Given text:
• • • •

Many people wonder why it takes so long for Title Deeds to be issued by District Lands Offices; here is an article contributed by one of our regular readers explaining the process in detail.

Title Deed Gordian Knot THIS ARTICLE is designed to shed more light on the often-opaque process of creating and delivering title deeds in Cyprus.

The general frame of reference used is that of a property that is being subdivided in one way or another such as a developer creating a new development on one or more plots of land whereby new title deeds must be created for each newly created property.

This article tries to provide more visibility into the actual work that goes on specifically within the Land Registry to generate a new title deed. It will cover the departments and steps involved from when an application is received until it is ready to be delivered to the buyer. The intention is to provide buyers and sellers with more knowledge about the steps necessary to be completed accurately and completely in order for the title deed process to proceed as smooth and as quickly as possible. At this point in time the whole process of creating title deeds is in flux given the many pressures now on Cyprus to deliver title deeds at a much faster pace. Given that, please consider this a work in progress.

The main content for this paper comes from interviews conducted at the Paphos District Land Office and is published with permission of those involved. It is not known if all Land Registry offices follow exactly the same sequence of steps outlined here. But it seems reasonable to assume at this time that the work needing to be accomplished start to finish would be more or less the same even if the actual steps or order vary slightly.

Title Deed Creation Process – Land Registry Steps

Once construction work is declared complete the developer will apply to the local District Office for a Certificate of Completion to be issued. This involves a number of final inspections and reviews to be signed-off by different district authorities and appropriate licenses received, fees paid, etc. When this has all been accomplished successfully a Division of Properties permit and Certificate of Completion will be issued to the developer of the property involved.

The developer can then make an application to the Land Registry to start the process of creating the actual title deeds that are to be attached to the newly created properties.

Note that it is the responsibility of the developer as seller to move this process forward, not the District Office.

The main steps involved at the Land Registry are as follows:

The developer will file the Certificate of Completion at the Land Registry along with all other relevant documents and the Registry will then begin the multi-step process of creating the separate title deeds for each of the individual properties on a project.

The Application Department receives all of the appropriate documents from the developer and opens a ‘division’ file giving it an AX number (ex: AX 123/01). This AX number will be the case number that follows the file throughout the entire title deed creation process. ‘Division’ means that an existing property or plot of land will be subdivided and new title deeds created.

If the project consists of several different plots of land being combined into one, the Land Registry must first officially combine the multiple plots into one plot. Depending upon the terms of the license for division of properties this might be accomplished under the same AX number so that only one file is opened. However sometimes it will be a separate file with its own AX number. Only once combined can this newly created single plot then be divided up into the individual properties each with newly created title deeds. This likely occurs at different stages in different projects depending upon project circumstances. But it is a precondition for any subsequent subdivision of title deeds.

Survey Department: After a file is opened and AX number assigned by the Application Department, the file moves on to the Survey Department. The basic action here is for surveyors to go out to the site and complete an accurate survey of each new property which will become the basis for the official property boundaries and subsequent maps, plans, valuations, etc.. However with the recent push to shorten the overall time needed to create a title deed and also to work faster through the current backlog, there have been some changes in the procedure regarding how this work might be accomplished. If the developer or seller has their own qualified surveyor (as some larger developers do) they may now be approved to accomplish the survey themselves rather than relying on those from the Survey Department, and then deliver the results back to the Survey Department for review and approval. This in effect increases the number of resources that can be brought to bear on this critical part of the chain.

• • • •

Extracted material:
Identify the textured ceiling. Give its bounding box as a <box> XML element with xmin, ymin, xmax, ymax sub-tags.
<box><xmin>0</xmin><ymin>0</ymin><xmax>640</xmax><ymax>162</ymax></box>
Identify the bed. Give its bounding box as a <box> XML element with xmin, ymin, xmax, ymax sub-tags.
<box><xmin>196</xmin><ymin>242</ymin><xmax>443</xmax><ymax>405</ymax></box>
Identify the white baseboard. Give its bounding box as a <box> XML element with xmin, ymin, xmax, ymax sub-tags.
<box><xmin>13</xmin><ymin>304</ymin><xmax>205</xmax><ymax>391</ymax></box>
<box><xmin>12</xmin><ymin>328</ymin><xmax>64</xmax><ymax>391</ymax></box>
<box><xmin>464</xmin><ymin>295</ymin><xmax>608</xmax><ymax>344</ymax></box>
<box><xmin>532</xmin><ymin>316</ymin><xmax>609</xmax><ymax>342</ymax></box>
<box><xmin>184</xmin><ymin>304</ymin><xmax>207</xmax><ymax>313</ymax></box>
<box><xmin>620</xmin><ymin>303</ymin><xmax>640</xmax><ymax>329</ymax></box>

• • • •

Work to do:
(a) Print the passage of the title deed article from "Once construction work" up to and including "the District Office.", word for word.
(b) According to the title deed article, the survey of each new property becomes the basis for which things? List them all.

Answers for the tasks:
(a)
Once construction work is declared complete the developer will apply to the local District Office for a Certificate of Completion to be issued. This involves a number of final inspections and reviews to be signed-off by different district authorities and appropriate licenses received, fees paid, etc. When this has all been accomplished successfully a Division of Properties permit and Certificate of Completion will be issued to the developer of the property involved.

The developer can then make an application to the Land Registry to start the process of creating the actual title deeds that are to be attached to the newly created properties.

Note that it is the responsibility of the developer as seller to move this process forward, not the District Office.

(b)
- official property boundaries
- maps
- plans
- valuations